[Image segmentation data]

::::

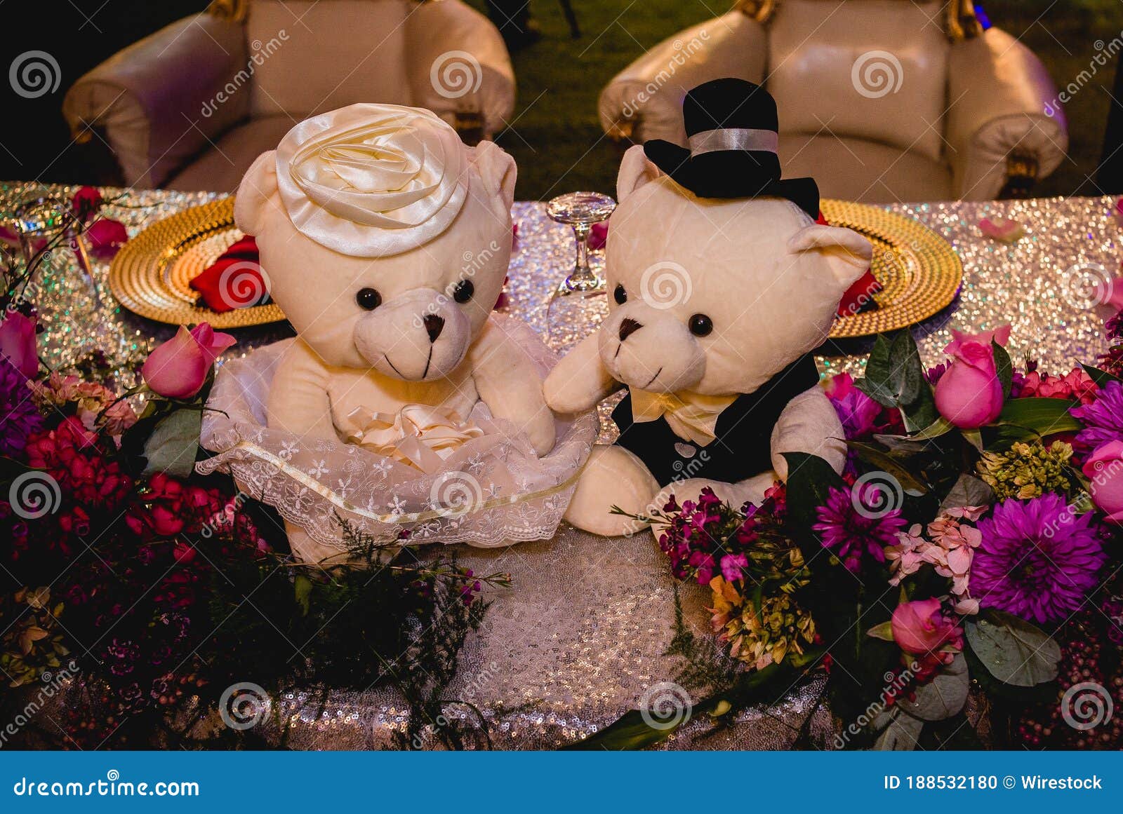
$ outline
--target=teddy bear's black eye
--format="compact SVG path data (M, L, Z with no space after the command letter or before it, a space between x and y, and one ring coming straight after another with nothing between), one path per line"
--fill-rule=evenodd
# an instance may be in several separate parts
M466 303L472 299L472 295L476 293L476 287L472 285L472 280L460 280L453 288L453 299L457 303Z
M374 311L382 305L382 295L373 288L360 288L359 293L355 295L355 302L360 308Z
M713 320L705 314L695 314L691 317L690 326L695 336L705 336L713 331Z

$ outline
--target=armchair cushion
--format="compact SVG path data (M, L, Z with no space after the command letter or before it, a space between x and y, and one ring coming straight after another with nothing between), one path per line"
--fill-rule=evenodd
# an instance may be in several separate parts
M613 133L622 122L634 121L637 141L685 145L686 91L720 76L759 84L767 52L760 24L740 11L692 26L659 43L605 85L597 103L601 126Z
M250 115L296 119L356 102L411 104L405 0L253 0L249 53L280 45L255 65Z
M957 196L997 196L1011 152L1033 158L1038 177L1057 168L1068 149L1068 127L1057 87L1033 52L992 28L951 47L950 71L948 157Z
M249 119L226 132L165 185L168 189L235 192L257 156L276 148L296 122L287 115Z
M830 132L940 158L941 2L784 0L768 24L780 132Z
M63 115L76 133L104 130L126 184L158 186L245 115L244 37L211 15L177 20L79 78Z
M942 161L865 139L782 133L779 158L785 176L814 176L823 197L862 203L956 197Z
M405 21L405 48L414 107L450 123L457 111L478 111L489 135L506 126L514 68L486 17L460 0L421 3Z

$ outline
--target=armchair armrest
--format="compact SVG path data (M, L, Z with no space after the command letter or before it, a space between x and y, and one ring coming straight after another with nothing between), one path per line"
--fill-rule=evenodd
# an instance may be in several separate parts
M601 127L614 139L660 138L685 145L683 96L723 76L761 83L766 36L752 17L733 10L663 40L601 91Z
M246 114L252 76L241 24L195 15L79 78L63 115L79 140L104 130L127 184L155 187Z
M997 197L1007 179L1024 184L1057 168L1068 124L1033 52L992 28L953 44L949 71L948 157L959 197Z
M514 68L499 29L460 0L424 2L405 20L405 58L413 104L449 123L483 118L484 136L514 111Z

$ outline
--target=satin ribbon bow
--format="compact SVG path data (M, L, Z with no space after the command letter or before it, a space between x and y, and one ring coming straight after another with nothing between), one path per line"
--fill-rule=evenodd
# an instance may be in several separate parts
M484 435L483 427L451 410L422 404L408 404L398 413L356 407L347 414L346 425L348 443L428 474L439 472L454 451Z
M648 392L631 388L632 420L655 422L666 418L679 438L706 446L716 435L718 416L737 396L704 396L700 392Z

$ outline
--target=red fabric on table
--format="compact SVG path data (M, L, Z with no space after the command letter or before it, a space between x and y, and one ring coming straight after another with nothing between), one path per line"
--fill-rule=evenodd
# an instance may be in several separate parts
M207 307L219 314L261 305L270 296L257 241L248 234L219 255L190 285Z
M823 213L819 213L819 218L815 219L815 223L823 226L831 225L823 218ZM855 314L861 314L867 311L874 311L877 307L877 302L874 299L875 294L880 294L884 286L877 281L874 277L874 272L870 269L866 269L866 274L858 278L858 280L846 289L846 294L842 295L842 300L839 303L838 315L839 316L853 316Z

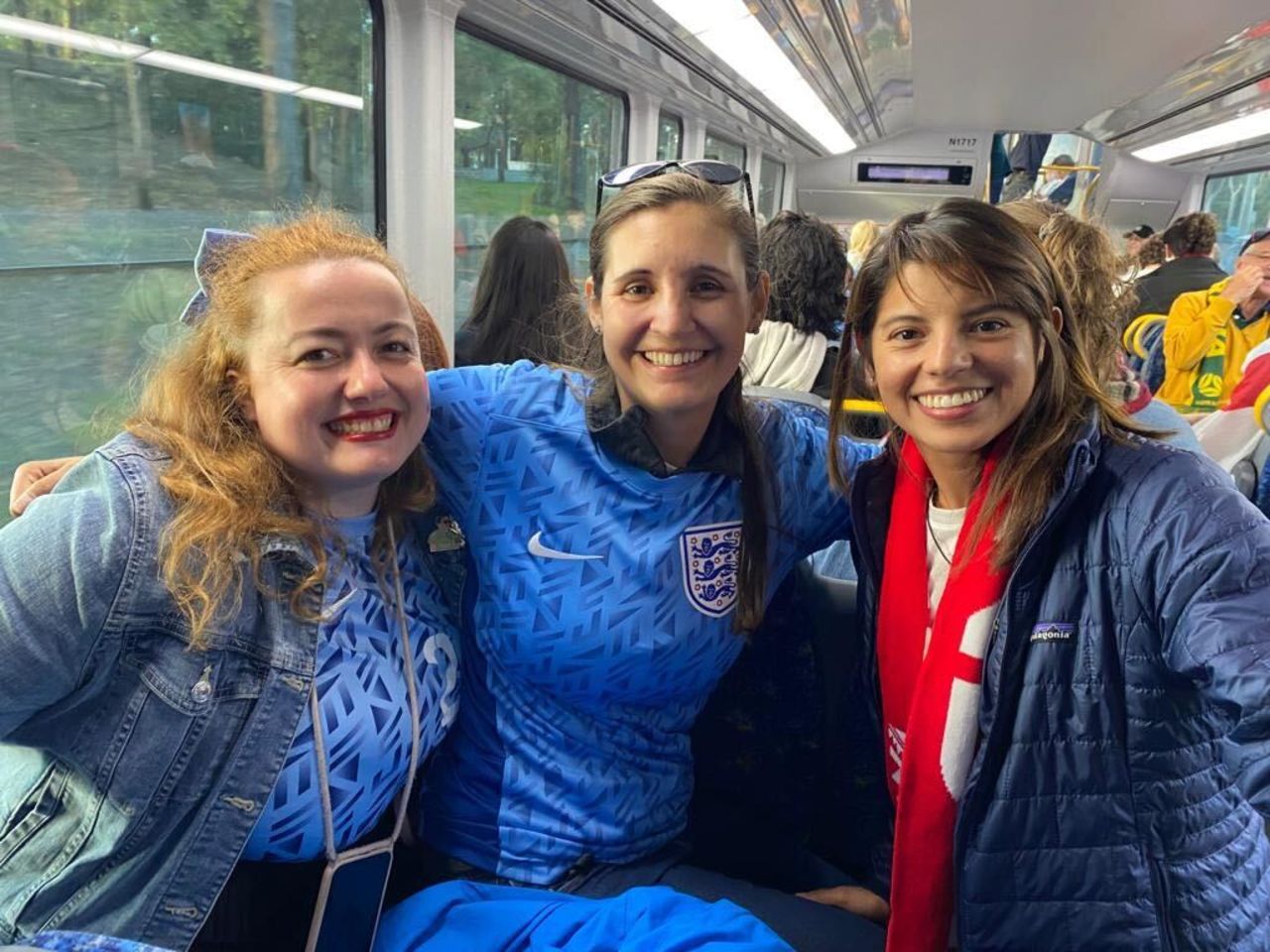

::::

Objective: Reproduce every line of the data above without any changes, and leave out the pictures.

Solution to the exercise:
$ outline
--target=teddy bear's black eye
--format="compact SVG path data (M, L, Z with no space after the command letter or before it, a space between x and y, and one ring coming straight after another with nothing between), one path per line"
--fill-rule=evenodd
# an instance may be in several separate parts
M466 303L472 299L472 295L476 293L476 287L472 285L472 280L460 280L453 288L453 299L457 303Z
M374 311L382 305L382 295L373 288L360 288L359 293L355 295L355 302L360 308Z
M713 320L705 314L695 314L691 317L690 326L695 336L705 336L713 331Z

$ outline
--target=armchair cushion
--format="compact SVG path data (M, L, Z with no space after the command letter or before it, a space between x and y, and one ring coming straight after another with nothing between), one path per line"
--fill-rule=evenodd
# an instance may be in several separate parts
M613 133L622 122L634 121L637 141L685 145L686 91L720 76L759 84L767 52L760 24L740 11L692 26L659 43L605 85L597 103L601 126Z
M250 115L296 119L356 102L411 104L405 0L253 0L249 53L280 45L255 65Z
M957 196L997 196L1011 152L1033 158L1038 177L1057 168L1068 149L1068 127L1057 87L1033 52L992 28L951 47L950 71L948 157Z
M249 119L226 132L165 185L168 189L235 192L257 156L276 148L296 122L287 115Z
M830 132L940 158L941 2L784 0L768 24L780 132Z
M63 115L76 133L104 130L126 184L158 186L245 115L244 37L211 15L177 20L79 78Z
M942 161L865 139L782 133L779 158L785 176L814 176L823 197L862 203L956 197Z
M405 21L405 48L414 107L450 123L457 111L478 111L489 135L506 126L514 68L486 17L460 0L421 3Z

$ outline
--target=armchair armrest
--format="compact SVG path data (M, L, Z with no space after the command letter or before it, a space between x and y, and one ring coming straight after another with nothing between), one path per line"
--fill-rule=evenodd
# an instance may be in several separate parts
M601 127L614 139L660 138L685 145L683 96L723 76L761 83L766 36L752 17L733 10L663 40L601 91Z
M246 114L252 76L241 24L195 15L79 78L63 115L79 140L104 130L127 184L155 187Z
M997 197L1007 179L1024 184L1057 168L1068 124L1033 52L992 28L953 44L949 71L948 157L959 197Z
M514 68L499 29L460 0L424 2L405 20L405 58L413 104L449 123L483 118L484 136L514 111Z

$ outline
--target=satin ribbon bow
--format="compact SVG path data (M, L, Z with no space after the command letter or before it, a space between x and y, and one ring coming straight after another with nothing between), one path per line"
--fill-rule=evenodd
# an instance may be in several separate parts
M484 435L483 427L451 410L422 404L408 404L398 413L356 407L347 414L346 425L348 443L428 474L439 472L454 451Z
M648 392L631 388L632 420L655 422L666 418L679 438L706 446L716 435L718 416L737 396L704 396L700 392Z

$ outline
--target=red fabric on table
--format="compact SVG path data (M, L, Z with no space after the command letter or before it, a space between x and y, and one ring coming straight after another with nothing between), one path per line"
--fill-rule=evenodd
# an instance may be in several separate parts
M207 307L219 314L261 305L270 296L257 241L248 234L219 255L190 285Z
M823 213L819 213L819 218L815 219L815 223L823 226L831 225L823 218ZM855 314L861 314L867 311L874 311L877 307L877 302L874 299L875 294L880 294L884 286L877 281L874 277L874 272L870 269L866 269L866 274L858 278L858 280L846 289L846 294L842 295L842 300L839 303L838 315L839 316L853 316Z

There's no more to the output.